DATA ENTRIES ::
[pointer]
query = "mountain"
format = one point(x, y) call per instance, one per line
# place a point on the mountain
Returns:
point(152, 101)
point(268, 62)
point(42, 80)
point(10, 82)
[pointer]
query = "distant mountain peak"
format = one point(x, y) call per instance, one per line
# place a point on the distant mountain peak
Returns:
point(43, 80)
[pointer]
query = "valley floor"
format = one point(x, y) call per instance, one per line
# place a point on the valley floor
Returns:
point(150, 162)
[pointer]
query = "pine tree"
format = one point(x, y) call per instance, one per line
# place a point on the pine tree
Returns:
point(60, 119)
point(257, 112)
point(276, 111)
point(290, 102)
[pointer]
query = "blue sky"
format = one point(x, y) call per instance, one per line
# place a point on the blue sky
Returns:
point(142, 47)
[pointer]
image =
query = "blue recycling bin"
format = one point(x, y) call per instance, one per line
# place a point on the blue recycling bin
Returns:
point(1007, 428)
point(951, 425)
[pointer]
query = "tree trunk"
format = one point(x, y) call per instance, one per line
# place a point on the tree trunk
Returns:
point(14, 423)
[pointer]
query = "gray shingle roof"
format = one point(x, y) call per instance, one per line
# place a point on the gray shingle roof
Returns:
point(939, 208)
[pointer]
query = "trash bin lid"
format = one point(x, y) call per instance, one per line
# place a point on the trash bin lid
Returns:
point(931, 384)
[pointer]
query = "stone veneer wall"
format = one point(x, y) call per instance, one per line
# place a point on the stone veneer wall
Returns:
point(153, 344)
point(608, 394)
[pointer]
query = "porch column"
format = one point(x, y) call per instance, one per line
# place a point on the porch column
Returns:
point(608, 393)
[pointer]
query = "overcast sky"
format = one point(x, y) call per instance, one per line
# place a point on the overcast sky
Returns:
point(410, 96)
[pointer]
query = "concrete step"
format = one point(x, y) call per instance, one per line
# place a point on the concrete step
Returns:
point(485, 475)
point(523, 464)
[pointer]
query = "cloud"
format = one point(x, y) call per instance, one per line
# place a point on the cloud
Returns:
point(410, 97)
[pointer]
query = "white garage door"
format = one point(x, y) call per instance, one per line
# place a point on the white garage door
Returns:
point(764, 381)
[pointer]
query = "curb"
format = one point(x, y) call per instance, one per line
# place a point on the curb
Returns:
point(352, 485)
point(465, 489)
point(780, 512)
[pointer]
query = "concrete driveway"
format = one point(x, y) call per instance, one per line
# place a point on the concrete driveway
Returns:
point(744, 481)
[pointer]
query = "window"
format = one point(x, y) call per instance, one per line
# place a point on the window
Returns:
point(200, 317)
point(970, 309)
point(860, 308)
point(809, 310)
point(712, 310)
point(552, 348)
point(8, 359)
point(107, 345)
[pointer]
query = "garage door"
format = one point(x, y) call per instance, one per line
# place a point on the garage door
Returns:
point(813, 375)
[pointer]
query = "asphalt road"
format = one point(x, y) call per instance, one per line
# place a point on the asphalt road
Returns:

EXERCISE OBJECTIVE ::
Please quote the entire listing above, line for line, without changing anything.

OUTPUT FOR THIS TASK ::
[pointer]
query = "mountain"
format = one point(x, y) call per instance, one per line
# place a point on the mountain
Returns:
point(152, 101)
point(268, 62)
point(42, 80)
point(10, 82)
[pointer]
query = "distant mountain peak"
format = one point(x, y) call per instance, one per line
# place a point on the distant mountain peak
Returns:
point(43, 80)
[pointer]
query = "valley floor"
format = one point(x, y) call per instance, one per line
# place a point on the valley floor
Returns:
point(150, 162)
[pointer]
query = "pine tree"
format = one point(x, y) call per instance, one per line
# place a point on the pine tree
Returns:
point(60, 119)
point(257, 112)
point(276, 111)
point(290, 102)
[pointer]
query = "blue sky"
format = one point(x, y) call per instance, one per line
# place a point on the blue sky
Returns:
point(142, 47)
[pointer]
image =
query = "blue recycling bin"
format = one point(x, y) call per instance, one per line
# place a point on the blue recycling bin
Returns:
point(1007, 428)
point(951, 425)
[pointer]
query = "tree trunk"
format = one point(x, y) call per instance, one per line
# place a point on the tree trunk
Returns:
point(14, 423)
[pointer]
query = "gray shingle roof"
format = one point(x, y) call per instance, one per line
# place a point on the gray shingle roof
Returns:
point(939, 208)
[pointer]
query = "trash bin lid"
format = one point(x, y) call per instance, one per line
# place a point on the trash bin lid
Returns:
point(931, 384)
[pointer]
query = "stone veneer wall"
format = one point(x, y) call per instance, one per line
# place a point on the stone veneer wall
Returns:
point(153, 344)
point(608, 394)
[pointer]
query = "porch column"
format = one point(x, y) call per instance, one per line
# place a point on the porch column
Returns:
point(608, 393)
[pointer]
query = "overcast sky"
format = one point(x, y) call per instance, one per line
# place a point on the overcast sky
Returns:
point(410, 96)
[pointer]
query = "concrete step"
format = one point(x, y) call per instance, one per line
# place a point on the concrete step
Returns:
point(485, 475)
point(523, 464)
[pointer]
query = "cloud"
format = one point(x, y) call per instance, one per line
# place a point on the cloud
Returns:
point(410, 97)
[pointer]
query = "white garage door"
format = one point(x, y) call per instance, one per line
# place a point on the white garage door
Returns:
point(764, 381)
[pointer]
query = "curb"
format = one point(x, y) call per instance, one per line
# place a point on the curb
Returns:
point(352, 485)
point(465, 489)
point(780, 512)
[pointer]
query = "concrete driveway"
format = one point(x, y) call per instance, one per line
# place a point on the concrete driveway
Returns:
point(744, 481)
[pointer]
query = "window"
format = one point(x, y) call per instance, one per line
# place a point on the window
Returns:
point(200, 317)
point(970, 309)
point(860, 308)
point(809, 310)
point(712, 310)
point(552, 348)
point(8, 359)
point(107, 345)
[pointer]
query = "garage door"
format = one point(x, y) call per instance, one per line
# place a point on the garage door
Returns:
point(813, 375)
[pointer]
query = "asphalt road"
format = one point(x, y) call per instance, one per line
# place a point on the asphalt road
Returns:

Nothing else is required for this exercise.